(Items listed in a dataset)
++++++++
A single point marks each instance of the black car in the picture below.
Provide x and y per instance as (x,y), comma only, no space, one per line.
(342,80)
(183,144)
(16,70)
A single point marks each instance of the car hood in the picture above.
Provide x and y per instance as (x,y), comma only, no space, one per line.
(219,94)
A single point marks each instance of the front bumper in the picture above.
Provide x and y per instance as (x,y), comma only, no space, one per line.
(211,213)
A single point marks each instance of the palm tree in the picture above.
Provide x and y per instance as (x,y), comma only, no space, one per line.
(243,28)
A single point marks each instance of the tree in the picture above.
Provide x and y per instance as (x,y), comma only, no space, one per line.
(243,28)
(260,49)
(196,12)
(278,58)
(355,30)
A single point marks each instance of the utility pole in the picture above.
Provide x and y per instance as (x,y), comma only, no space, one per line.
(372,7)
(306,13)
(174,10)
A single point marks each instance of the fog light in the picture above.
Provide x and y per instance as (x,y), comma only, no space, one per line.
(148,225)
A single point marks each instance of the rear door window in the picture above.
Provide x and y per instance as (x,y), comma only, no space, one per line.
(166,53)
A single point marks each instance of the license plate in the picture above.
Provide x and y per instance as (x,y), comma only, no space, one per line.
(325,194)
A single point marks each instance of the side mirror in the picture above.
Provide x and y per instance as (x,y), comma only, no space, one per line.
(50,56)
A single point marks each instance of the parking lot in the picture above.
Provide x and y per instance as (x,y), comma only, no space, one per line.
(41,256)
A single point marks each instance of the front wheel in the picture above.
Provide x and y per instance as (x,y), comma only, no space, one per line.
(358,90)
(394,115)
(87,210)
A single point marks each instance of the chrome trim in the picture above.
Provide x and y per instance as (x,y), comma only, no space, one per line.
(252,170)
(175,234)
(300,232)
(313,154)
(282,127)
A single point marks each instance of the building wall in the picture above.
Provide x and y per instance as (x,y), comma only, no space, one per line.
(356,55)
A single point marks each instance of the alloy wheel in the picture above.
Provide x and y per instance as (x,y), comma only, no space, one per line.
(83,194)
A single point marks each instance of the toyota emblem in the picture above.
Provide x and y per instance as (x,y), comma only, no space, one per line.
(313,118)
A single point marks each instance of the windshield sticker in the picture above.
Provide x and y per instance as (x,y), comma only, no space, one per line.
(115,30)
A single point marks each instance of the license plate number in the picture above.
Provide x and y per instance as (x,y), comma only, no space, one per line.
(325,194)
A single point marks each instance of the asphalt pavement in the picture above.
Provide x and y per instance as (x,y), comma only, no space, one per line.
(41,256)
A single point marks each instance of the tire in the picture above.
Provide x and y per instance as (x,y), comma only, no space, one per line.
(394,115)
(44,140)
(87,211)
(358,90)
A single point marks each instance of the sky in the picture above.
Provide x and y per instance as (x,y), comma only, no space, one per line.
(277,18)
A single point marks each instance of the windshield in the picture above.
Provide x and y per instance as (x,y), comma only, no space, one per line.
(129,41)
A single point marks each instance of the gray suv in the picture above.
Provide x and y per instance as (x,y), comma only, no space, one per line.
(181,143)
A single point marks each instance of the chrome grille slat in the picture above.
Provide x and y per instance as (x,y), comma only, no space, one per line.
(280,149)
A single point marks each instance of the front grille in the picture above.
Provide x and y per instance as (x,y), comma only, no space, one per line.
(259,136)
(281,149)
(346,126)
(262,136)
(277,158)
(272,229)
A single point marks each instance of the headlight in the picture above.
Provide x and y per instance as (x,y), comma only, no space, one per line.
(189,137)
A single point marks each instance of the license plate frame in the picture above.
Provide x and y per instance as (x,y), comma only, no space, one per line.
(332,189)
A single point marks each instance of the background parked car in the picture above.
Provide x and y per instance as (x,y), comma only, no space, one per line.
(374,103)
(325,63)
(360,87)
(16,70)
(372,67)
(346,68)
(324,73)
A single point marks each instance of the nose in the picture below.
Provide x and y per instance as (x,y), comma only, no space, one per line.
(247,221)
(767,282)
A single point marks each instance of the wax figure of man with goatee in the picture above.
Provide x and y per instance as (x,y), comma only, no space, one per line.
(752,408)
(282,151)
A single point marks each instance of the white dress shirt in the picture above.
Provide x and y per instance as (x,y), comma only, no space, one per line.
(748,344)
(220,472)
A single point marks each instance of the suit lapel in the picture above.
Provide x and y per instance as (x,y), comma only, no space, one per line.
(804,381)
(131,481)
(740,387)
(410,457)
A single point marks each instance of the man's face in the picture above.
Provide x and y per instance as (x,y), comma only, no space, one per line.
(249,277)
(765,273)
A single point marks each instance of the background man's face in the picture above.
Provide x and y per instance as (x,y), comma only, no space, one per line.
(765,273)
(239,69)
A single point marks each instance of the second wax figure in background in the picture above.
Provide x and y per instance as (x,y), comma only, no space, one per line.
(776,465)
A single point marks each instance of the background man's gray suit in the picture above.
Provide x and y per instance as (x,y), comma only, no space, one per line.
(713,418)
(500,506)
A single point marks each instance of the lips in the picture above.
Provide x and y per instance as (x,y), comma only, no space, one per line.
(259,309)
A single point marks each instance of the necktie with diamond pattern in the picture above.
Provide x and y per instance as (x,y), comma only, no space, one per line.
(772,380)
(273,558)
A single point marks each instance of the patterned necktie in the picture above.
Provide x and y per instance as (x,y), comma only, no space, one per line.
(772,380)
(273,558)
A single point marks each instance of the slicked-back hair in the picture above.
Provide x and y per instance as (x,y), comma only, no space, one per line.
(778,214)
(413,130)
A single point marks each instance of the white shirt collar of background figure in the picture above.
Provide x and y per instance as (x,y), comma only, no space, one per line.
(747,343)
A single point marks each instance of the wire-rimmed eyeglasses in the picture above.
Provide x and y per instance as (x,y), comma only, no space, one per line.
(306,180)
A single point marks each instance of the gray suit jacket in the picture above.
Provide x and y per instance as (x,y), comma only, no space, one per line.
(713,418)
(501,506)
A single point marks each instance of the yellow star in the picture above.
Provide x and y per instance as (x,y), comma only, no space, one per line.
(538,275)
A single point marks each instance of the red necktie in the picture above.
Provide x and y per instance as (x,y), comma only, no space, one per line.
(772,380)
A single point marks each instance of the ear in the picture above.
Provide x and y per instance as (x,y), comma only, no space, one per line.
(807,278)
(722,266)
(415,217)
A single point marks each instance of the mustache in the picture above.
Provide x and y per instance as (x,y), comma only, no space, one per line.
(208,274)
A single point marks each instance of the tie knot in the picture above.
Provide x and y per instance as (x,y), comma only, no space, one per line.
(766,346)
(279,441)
++++++++
(Task item) Keep every word intact and transcribe the records in full.

(Exercise result)
A single point marks each instance of the black car in the picture below.
Provide x and y per instance as (x,y), comma only, no space, one per line.
(342,80)
(183,144)
(16,70)
A single point marks each instance of the car hood in the picture above.
Provide x and y per instance as (x,y), comma only, no space, one per line.
(219,94)
A single point marks each instance of the front bumper in the picture above.
Provide x and y per instance as (x,y), comma only, no space, one per line.
(211,213)
A single point marks each instance of the palm tree in the picture above.
Provide x and y per instance as (x,y), comma only, no space, one per line.
(243,28)
A single point marks each instance of the tree in the picture above.
Provide x and y per instance as (x,y), comma only, no space, one per line.
(243,28)
(260,49)
(196,12)
(278,58)
(355,30)
A single point marks each instance of the utility pole in the picture above.
Provide x and y per instance as (x,y), comma only, no space, one per line.
(372,7)
(306,13)
(174,10)
A single point marks each instance of the fog light in the picture above.
Provide x and y per instance as (x,y), comma only, no space, one per line.
(148,225)
A single point marks each instance of the rear door window in the picture above.
Provide x and y per instance as (x,y), comma only, no space, one per line.
(166,53)
A single point marks each instance of the license plate in the picture above.
Provide x and y per instance as (x,y), comma only, no space, one per line.
(325,194)
A single point marks each instance of the side mirror in the picture above.
Provide x and y per instance as (x,y), comma only, no space, one per line.
(50,56)
A single point marks each instance of the parking lot in the picture above.
Provide x and y per instance as (x,y), comma only, no space, one per line.
(41,256)
A single point marks each instance of the front wheel in the picture above.
Provide x and y per instance as (x,y), comma only, no space, one per line.
(358,90)
(394,115)
(87,210)
A single point marks each instance of the chrome trim in the picture above.
Provide x and y per instance as (x,y), comma only, no space, one per line.
(252,170)
(175,234)
(300,232)
(313,154)
(282,127)
A single point marks each instance of the building wall in the picture above.
Provide x and y per instance as (x,y), comma only, no space, one per line.
(356,55)
A single point marks each instance of the alloy wheel in the picture above.
Provide x and y per instance as (x,y), comma only, no space, one per line.
(83,194)
A single point marks each instance of the toyota emblem in the picture above.
Provide x and y per instance as (x,y), comma only, no space, one per line.
(313,118)
A single point marks each instance of the windshield sticker in the picture above.
Provide x and y per instance as (x,y), comma only, no space, one per line.
(115,30)
A single point marks each instance of the license plate number in the picture above.
Provide x and y per instance as (x,y), comma only, no space, one per line.
(325,194)
A single point marks each instance of the asphalt pavement in the picture above.
Provide x and y per instance as (x,y), comma only, no space, one per line.
(41,256)
A single point marks each instance of the tire in the picture above.
Provide x and y per instance as (x,y), comma only, no space, one per line.
(394,115)
(44,140)
(87,211)
(358,90)
A single point marks each instance of the sky in the picture above.
Provide x and y per instance as (x,y), comma only, no space, one per line.
(277,18)
A single point marks each instance of the windshield in the picture above.
Provide x and y per instance as (x,y), comma only, no space, one per line.
(129,41)
A single point marks each instance of the gray suv in the picture above.
Provide x and y per instance as (x,y), comma only, no space, one per line.
(181,143)
A single point marks each instance of the chrome grille slat in the picture above.
Provide x and y per instance as (x,y), comma only, no space, one per line.
(280,149)
A single point marks each instance of the front grille in the picture above.
Provide x and y per instance as (x,y), comma only, no space, one per line.
(259,136)
(281,149)
(346,126)
(262,136)
(277,158)
(272,229)
A single point marks each instance of the headlight in the picture above.
Provide x and y per instance as (x,y), comma only, no space, one per line.
(189,137)
A single point marks each instance of the license plate frame in the picture above.
Provide x and y per instance as (x,y), comma only, no space, one per line.
(332,189)
A single point marks each instance of the background parked car in the picture above.
Provide x and y per instance as (x,y), comma only, no space, one per line.
(374,103)
(325,63)
(360,87)
(16,70)
(372,67)
(346,68)
(324,73)
A single point marks each instance of the nose in the picture below.
Provide x and y per instance as (x,y), comma only, no space, one per line.
(247,221)
(767,282)
A single point marks each instance of the wax figure of man with goatee in the picture above.
Provide x and y per instance as (x,y), comma only, no space, one per line.
(752,408)
(282,151)
A single point marks each instance of the white dress shirt in the picture above.
Provide x and y per instance as (x,y), comma only, no space, one per line.
(748,344)
(220,472)
A single point marks each instance of the suit lapel in the picture above.
Provide x and y per instance as (x,y), comma only, no space, one per line.
(804,381)
(131,481)
(740,387)
(410,457)
A single point marks each instance of the man's face in the picture above.
Provide x and y per instance as (x,y), comma only, no space, one per line.
(249,277)
(765,273)
A single point marks each instance of the background man's face in the picture above.
Provide x and y per instance as (x,y), comma only, no space, one per line.
(765,273)
(239,69)
A single point marks each instance of the second wax figure in background in the picture above.
Provide x and y per instance as (x,y), comma only, no space, one per line.
(776,465)
A single point marks each instance of the background man's gray suit in the picture above.
Provide x and y per instance as (x,y), comma only, no space, one per line.
(713,418)
(500,506)
A single point marks each instance of the lips in the picture above.
Provide x and y per instance as (x,y), comma only, no space, one per line.
(259,309)
A single point marks each instance of the necktie with diamond pattern in the picture above.
Provide x and y per instance as (x,y), comma only, no space, one per line.
(772,380)
(273,558)
A single point marks each instance of the patterned necktie in the picture above.
Provide x and y per instance as (x,y), comma only, no space, one per line.
(772,380)
(273,558)
A single point marks each instance of the slicked-back hair in the picture above.
Provide x and y per instance as (x,y), comma only, no space, one per line.
(778,214)
(413,130)
A single point marks each instance of the white shirt collar of background figure in the picture above.
Provide x and y per instance as (x,y), comma only, no space, one per line.
(747,343)
A single point marks each instance of the wire-rimmed eyeglasses in the picture above.
Provide x and y per instance as (x,y), comma only, no space, one per line.
(306,180)
A single point marks each instance of the gray suit jacket in the picture above.
Provide x and y per instance as (x,y), comma only, no space, one per line.
(713,418)
(501,506)
A single point marks each instance of the yellow star in the picture above.
Provide x and y per instance as (x,y), comma only, no space, one per line.
(538,275)
A single point marks each instance of the red necktie in the picture above.
Provide x and y per instance as (x,y), comma only, no space, one per line.
(772,380)
A single point marks each instance of the ear in the picture above.
Provide x and y per instance as (x,y), comma only, no space, one per line.
(807,278)
(722,266)
(415,217)
A single point marks each instance of the mustache in the picture above.
Provide x and y per instance as (x,y), comma only, no space, one per line.
(208,274)
A single point marks each instance of the tie knot in the picture above.
Provide x and y per instance as (x,y), comma only, no space, one per line.
(766,346)
(279,441)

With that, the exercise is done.